BEGIN Records provided

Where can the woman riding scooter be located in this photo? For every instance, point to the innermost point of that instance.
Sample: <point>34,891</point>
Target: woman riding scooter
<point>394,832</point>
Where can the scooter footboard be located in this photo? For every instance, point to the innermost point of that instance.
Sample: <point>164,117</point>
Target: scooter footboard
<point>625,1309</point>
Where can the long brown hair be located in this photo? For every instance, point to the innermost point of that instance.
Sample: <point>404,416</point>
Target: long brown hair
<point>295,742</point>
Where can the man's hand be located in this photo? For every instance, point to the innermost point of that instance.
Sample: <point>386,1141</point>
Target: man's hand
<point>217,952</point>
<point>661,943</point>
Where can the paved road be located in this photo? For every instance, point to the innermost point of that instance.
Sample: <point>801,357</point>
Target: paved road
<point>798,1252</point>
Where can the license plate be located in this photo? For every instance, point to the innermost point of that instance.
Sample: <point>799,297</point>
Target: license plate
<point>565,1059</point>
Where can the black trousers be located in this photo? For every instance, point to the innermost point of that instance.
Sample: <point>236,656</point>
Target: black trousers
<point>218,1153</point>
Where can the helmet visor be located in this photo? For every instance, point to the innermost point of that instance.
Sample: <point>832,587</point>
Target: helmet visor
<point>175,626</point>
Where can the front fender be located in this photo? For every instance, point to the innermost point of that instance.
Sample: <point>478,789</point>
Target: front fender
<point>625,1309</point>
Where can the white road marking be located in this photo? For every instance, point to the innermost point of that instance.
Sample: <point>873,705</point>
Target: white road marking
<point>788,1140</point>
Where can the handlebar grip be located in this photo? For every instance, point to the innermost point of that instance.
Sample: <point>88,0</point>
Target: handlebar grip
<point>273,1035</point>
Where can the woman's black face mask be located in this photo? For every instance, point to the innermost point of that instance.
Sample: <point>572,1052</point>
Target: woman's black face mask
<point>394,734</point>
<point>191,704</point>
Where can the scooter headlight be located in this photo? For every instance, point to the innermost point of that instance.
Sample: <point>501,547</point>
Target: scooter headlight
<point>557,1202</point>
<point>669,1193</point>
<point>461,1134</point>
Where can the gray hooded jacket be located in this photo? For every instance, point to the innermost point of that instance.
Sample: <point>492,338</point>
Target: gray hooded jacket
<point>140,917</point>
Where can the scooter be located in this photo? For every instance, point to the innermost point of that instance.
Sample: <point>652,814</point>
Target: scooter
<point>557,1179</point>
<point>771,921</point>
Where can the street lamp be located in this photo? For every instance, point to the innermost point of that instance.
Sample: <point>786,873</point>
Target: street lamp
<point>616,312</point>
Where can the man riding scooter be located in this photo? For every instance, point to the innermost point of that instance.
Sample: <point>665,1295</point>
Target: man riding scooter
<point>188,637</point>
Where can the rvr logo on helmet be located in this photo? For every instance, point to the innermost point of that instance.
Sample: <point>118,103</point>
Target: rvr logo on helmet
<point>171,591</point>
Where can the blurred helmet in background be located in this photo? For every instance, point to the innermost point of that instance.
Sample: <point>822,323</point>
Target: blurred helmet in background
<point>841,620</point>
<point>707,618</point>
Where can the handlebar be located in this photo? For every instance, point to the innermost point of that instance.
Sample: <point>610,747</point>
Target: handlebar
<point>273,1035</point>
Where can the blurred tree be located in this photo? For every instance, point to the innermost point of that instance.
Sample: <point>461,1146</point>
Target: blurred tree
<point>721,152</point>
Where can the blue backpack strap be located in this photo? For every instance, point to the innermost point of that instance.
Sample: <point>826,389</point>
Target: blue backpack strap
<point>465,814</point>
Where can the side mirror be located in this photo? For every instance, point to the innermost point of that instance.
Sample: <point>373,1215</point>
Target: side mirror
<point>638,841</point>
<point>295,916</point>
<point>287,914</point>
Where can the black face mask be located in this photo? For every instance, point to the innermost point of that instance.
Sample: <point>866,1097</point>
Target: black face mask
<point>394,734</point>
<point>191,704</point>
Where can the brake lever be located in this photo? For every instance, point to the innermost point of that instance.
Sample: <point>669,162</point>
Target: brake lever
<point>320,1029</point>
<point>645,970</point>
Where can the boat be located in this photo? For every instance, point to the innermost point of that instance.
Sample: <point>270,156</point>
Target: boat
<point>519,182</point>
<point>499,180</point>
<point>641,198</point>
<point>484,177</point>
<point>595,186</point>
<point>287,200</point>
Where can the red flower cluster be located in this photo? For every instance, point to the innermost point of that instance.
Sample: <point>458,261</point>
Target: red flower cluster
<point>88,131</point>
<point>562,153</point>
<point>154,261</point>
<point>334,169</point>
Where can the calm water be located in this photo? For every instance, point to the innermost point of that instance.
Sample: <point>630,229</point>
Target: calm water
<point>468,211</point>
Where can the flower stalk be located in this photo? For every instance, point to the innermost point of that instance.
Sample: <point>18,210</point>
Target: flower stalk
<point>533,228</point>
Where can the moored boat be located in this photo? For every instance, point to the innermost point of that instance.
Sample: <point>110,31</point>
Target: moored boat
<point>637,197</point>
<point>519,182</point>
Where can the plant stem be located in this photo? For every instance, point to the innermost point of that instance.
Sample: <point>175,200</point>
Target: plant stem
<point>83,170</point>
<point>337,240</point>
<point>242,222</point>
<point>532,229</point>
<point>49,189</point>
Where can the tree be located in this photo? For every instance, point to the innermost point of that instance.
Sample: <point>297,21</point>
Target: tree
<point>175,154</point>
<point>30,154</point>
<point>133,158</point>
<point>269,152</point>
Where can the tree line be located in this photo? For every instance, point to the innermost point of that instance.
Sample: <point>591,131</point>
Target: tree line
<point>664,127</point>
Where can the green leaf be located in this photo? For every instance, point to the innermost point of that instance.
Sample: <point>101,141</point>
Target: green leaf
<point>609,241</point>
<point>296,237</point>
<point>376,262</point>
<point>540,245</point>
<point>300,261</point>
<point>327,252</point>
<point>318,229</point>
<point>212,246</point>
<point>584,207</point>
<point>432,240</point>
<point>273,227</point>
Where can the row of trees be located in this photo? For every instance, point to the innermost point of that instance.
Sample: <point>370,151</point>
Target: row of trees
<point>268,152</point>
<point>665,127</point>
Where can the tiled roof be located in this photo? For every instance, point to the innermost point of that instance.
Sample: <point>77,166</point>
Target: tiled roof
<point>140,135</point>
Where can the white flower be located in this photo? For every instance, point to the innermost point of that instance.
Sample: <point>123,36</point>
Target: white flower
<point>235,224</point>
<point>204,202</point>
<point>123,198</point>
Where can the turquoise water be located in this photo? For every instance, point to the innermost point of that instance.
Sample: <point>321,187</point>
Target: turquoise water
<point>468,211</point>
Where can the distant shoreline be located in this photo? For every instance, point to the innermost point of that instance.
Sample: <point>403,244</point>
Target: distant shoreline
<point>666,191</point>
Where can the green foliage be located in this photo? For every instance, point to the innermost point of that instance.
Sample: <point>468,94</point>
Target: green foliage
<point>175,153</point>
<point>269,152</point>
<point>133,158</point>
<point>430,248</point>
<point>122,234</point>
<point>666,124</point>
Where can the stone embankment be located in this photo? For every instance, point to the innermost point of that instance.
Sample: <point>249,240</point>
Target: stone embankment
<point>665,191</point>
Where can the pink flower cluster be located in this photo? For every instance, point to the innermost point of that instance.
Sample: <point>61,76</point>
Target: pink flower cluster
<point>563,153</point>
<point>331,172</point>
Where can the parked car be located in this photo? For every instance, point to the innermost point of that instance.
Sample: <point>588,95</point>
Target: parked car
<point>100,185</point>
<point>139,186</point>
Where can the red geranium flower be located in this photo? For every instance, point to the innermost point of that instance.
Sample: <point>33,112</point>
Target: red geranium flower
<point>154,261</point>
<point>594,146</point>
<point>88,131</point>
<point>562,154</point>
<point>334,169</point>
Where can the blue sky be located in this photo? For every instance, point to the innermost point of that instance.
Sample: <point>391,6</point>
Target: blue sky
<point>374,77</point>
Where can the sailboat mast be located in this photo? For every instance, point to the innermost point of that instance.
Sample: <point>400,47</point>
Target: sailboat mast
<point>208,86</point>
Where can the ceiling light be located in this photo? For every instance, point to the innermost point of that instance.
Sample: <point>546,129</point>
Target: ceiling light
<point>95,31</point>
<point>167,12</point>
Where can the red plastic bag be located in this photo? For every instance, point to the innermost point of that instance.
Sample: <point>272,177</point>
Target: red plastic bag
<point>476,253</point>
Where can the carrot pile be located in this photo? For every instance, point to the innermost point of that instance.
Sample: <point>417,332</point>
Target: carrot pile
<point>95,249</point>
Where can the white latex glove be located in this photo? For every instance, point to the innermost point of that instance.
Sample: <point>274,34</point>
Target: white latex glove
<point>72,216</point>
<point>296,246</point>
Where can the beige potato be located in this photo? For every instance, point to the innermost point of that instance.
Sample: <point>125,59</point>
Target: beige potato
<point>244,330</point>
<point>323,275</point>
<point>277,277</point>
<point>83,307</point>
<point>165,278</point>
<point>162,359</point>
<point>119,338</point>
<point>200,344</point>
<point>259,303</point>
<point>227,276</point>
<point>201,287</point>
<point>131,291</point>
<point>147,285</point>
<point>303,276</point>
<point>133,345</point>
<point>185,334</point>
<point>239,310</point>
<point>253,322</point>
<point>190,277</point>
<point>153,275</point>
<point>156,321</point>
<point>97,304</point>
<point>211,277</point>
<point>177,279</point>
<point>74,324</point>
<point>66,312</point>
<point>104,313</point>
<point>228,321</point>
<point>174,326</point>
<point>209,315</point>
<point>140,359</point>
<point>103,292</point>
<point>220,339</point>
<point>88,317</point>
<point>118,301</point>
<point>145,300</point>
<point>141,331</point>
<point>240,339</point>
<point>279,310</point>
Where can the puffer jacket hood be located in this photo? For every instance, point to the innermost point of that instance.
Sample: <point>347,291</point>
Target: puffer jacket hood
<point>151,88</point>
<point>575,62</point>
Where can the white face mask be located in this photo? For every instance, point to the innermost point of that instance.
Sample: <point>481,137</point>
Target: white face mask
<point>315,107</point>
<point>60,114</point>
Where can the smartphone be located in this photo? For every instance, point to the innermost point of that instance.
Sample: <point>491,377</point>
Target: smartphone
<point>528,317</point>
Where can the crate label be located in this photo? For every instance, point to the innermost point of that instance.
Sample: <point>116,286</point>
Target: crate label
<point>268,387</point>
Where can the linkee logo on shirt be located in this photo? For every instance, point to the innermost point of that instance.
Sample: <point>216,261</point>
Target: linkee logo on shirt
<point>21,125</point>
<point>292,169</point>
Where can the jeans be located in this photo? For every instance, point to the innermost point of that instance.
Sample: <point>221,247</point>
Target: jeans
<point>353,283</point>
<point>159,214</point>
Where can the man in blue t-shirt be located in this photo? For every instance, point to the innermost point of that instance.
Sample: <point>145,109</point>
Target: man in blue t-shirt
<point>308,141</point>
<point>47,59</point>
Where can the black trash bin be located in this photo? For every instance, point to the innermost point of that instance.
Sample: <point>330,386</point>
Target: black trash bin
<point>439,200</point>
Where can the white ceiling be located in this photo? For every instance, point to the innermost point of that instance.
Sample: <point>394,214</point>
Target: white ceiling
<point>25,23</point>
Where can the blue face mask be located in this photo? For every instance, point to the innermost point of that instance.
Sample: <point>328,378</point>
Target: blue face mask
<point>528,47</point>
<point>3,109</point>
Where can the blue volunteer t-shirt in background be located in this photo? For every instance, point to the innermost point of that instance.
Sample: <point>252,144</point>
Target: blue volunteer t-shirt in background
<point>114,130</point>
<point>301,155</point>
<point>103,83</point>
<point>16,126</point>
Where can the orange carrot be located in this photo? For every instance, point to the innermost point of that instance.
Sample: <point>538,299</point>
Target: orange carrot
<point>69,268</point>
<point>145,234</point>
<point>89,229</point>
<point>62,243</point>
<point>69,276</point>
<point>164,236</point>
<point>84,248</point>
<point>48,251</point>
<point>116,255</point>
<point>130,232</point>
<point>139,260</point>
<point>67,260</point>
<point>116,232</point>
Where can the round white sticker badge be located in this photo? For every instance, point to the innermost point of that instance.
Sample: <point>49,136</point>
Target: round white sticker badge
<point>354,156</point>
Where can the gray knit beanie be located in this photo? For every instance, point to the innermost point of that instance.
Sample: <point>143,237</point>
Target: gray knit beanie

END Records provided

**Task directions:** Swap "marking" for "stripe" in everything from the line containing "Where can the white road" down to the line containing "<point>788,1140</point>" in the listing above, and write out those lines with nothing else altered.

**Complete output:**
Where can the white road stripe be located in this photo? For every instance, point to the innermost point of that instance.
Sample: <point>873,705</point>
Target: white road stripe
<point>788,1140</point>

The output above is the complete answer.